Ausgangstext:
S 8 (4) KR 235/01

Land
Nordrhein-Westfalen
Sozialgericht
SG Düsseldorf (NRW)
Sachgebiet
Krankenversicherung
Abteilung
8
1. Instanz
SG Düsseldorf (NRW)
Aktenzeichen
S 8 (4) KR 235/01
Datum
2. Instanz
LSG Nordrhein-Westfalen
Aktenzeichen
L 2 (5) KR 48/03
Datum
-
3. Instanz
Bundessozialgericht
Aktenzeichen
-
Datum
-
Kategorie
Urteil
Bemerkung
Rücknahme der Berufung
Die Beklagte wird unter Aufhebung des Bescheides vom 29.02.2000 in der Gestalt des Widerspruchsbescheides vom 13.07.2001 verurteilt, die Kosten für die Versorgung mit einer C-Leg-Prothese zu übernehmen. Der Beklagten werden die außergerichtlichen Kosten des Klägers auferlegt.

Tatbestand:

Die Beteiligten streiten über die Kostenübernahme für die Versorgung des Klägers mit einer C-Leg-Prothese.

Der 0000 geborene Kläger ist bei der Beklagten versichert und geht einer vollschichtigen Beschäftigung als kaufmännischer Angestellter nach, die er überwiegend im Sitzen ausüben kann und die ungefähr zu einem Viertel mit dem Zurücklegen von Wegstrecken im Außendienst und innerhalb des Bürogebäudes verbunden ist. Er leidet an einem Nierenfunktionsverlust bei Zustand nach Nierentransplantation 1994 und Abstoßung der Spenderniere mit anhaltender dialysepflichtiger Nierenfunktionseinschränkung, dem Verlust des rechten Beines oberhalb des Kniegelenks, einer diabetesbedingten Nervenfunktionsstörung (Polyneuropathie) am linken Bein und am Stumpf mit Tiefensensibilitätsstörung, einer Fehlbelastung des linken Beines mit Chondropathia-patellae-Symptomatik am linken Kniegelenk, einem Wirbelsäulenschaden bei Fehlbelastung sowie einer Sehbehinderung im Rahmen des diabetes mellitus. Seit 1996 ist der Kläger mit einer Endolite-Kniegelenks-Prothese versorgt. Diese Prothese verfügt über eine elektronische Steuerung der Schwung- und eine mechanische Steuerung der Standphase.

Im Januar 2000 beantragte der Kläger unter Vorlage eines Kostenvoranschlags des Sanitätshauses T die Versorgung mit einer C-Leg-Prothese, die sich durch eine elektronische Steuerung sowohl in der Schwung- als auch in der Standphase auszeichnet. Nach der Beratung durch den Medizinischen Dienst der Krankenversicherung (MDK) lehnte die Beklagte die beantragte Versorgung mit Bescheid vom 29.02.2000 ab. Sie führte aus, dass die Versorgung mit der Endolite-Kniegelenks-Prothese ausreichend sei. Die vom MDK festgestellten geringfügigen Wackelbewegungen ließen auf einen Defekt schließen, der repariert werden könne.

Gegebene Daten:

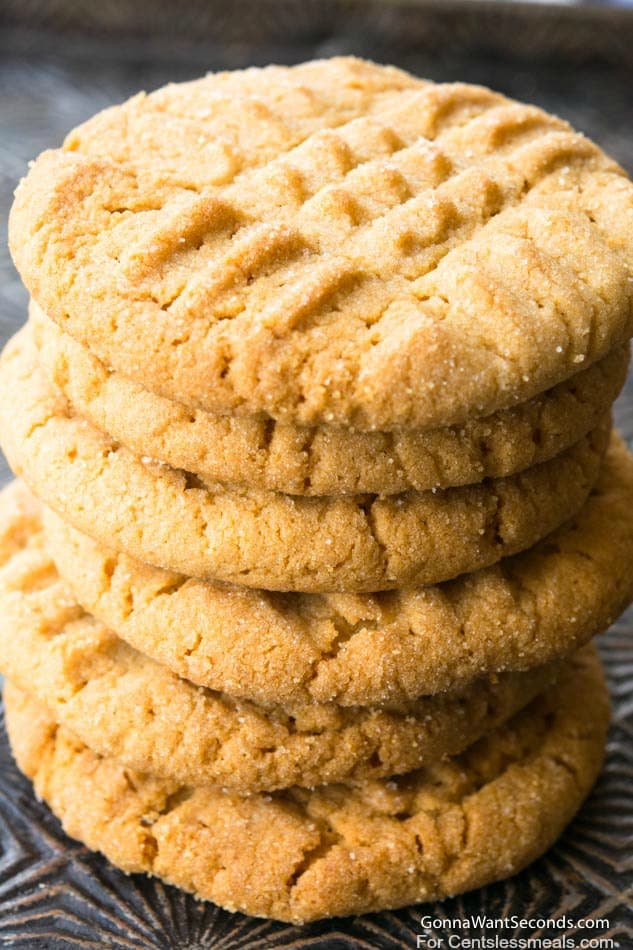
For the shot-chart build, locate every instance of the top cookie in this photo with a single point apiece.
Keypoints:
(336, 242)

Ziel der Aufgabe: Wie geht das Urteil zur Kostenübernahme für eine C-Leg-Prothese weiter? Setze es im selben Stil fort, beginnend nach seinem letzten Satz.

Antwort zur Aufgabe:
Gegen diesen Bescheid erhob der Kläger Widerspruch, dem er unter anderem das im Rahmen des Verfahrens des Sozialgerichts Düsseldorf S 00 SB 000/00 erstellte Gutachten des X Internist und Arzt für Sozialmedizin, vom 18.11.1998 beifügte. Diesen Widerspruch wies der Widerspruchsausschuss der Beklagten mit Widerspruchsbescheid vom 13.07.2001 zurück.

Der Kläger hat gegen die ablehnenden Bescheide Klage erhoben, mit der er sein Begehren der Versorgung mit einer C-Leg-Prothese weiterverfolgt. Er hat geltend gemacht, dass die begehrte Versorgung unter Berücksichtigung eines höheren Verschleißes der Endolite-Kniegelenke einerseits und einer langjährigen Gewährleistung für die C-Leg-Prothese andererseits wirtschaftlicher sei. Vor allem führe die C-Leg-Prothese jedoch zu einer größeren Stand- und Gangsicherheit. Insbesondere sei für seine Person die Versorgung mit einer C-Leg-Prothese medizinisch notwendig, da bei ihm aufgrund der Sensibilitätsstörungen des linken Beines stärkere Anforderungen an die Stand- und Gangsicherheit bestünden. So hätte sich die bei ihm ständig bestehende Sturzgefahr in regelmäßigen Abständen realisiert. Schlimmere Sturzfolgen hätte er lediglich durch ein erfahrenes Falltraining vermeiden können. Während des Verfahrens hat der Kläger auf mehrere positive Entscheidungen anderer Sozial- und Landessozialgerichte hingewiesen. Er hat das in einem anderen Verfahren eingeholte Gutachten des I1, Direktor der Klinik für Orthopädie und Physikalische Medizin der Universität I2, vom 16.02.2001 vorgelegt. In der mündlichen Verhandlung hat der Kläger vorgetragen, dass er die Prothese täglich acht bis zehn Stunden trage.

Der Kläger beantragt,

die Beklagte unter Aufhebung des Bescheides vom 29.02.2000 in der Gestalt des Widerspruchsbescheides vom 13.07.2001 zu verurteilen, die Kosten für die Versorgung mit einer C-Leg-Prothese zu übernehmen.

Die Beklagte beantragt,

die Klage abzuweisen.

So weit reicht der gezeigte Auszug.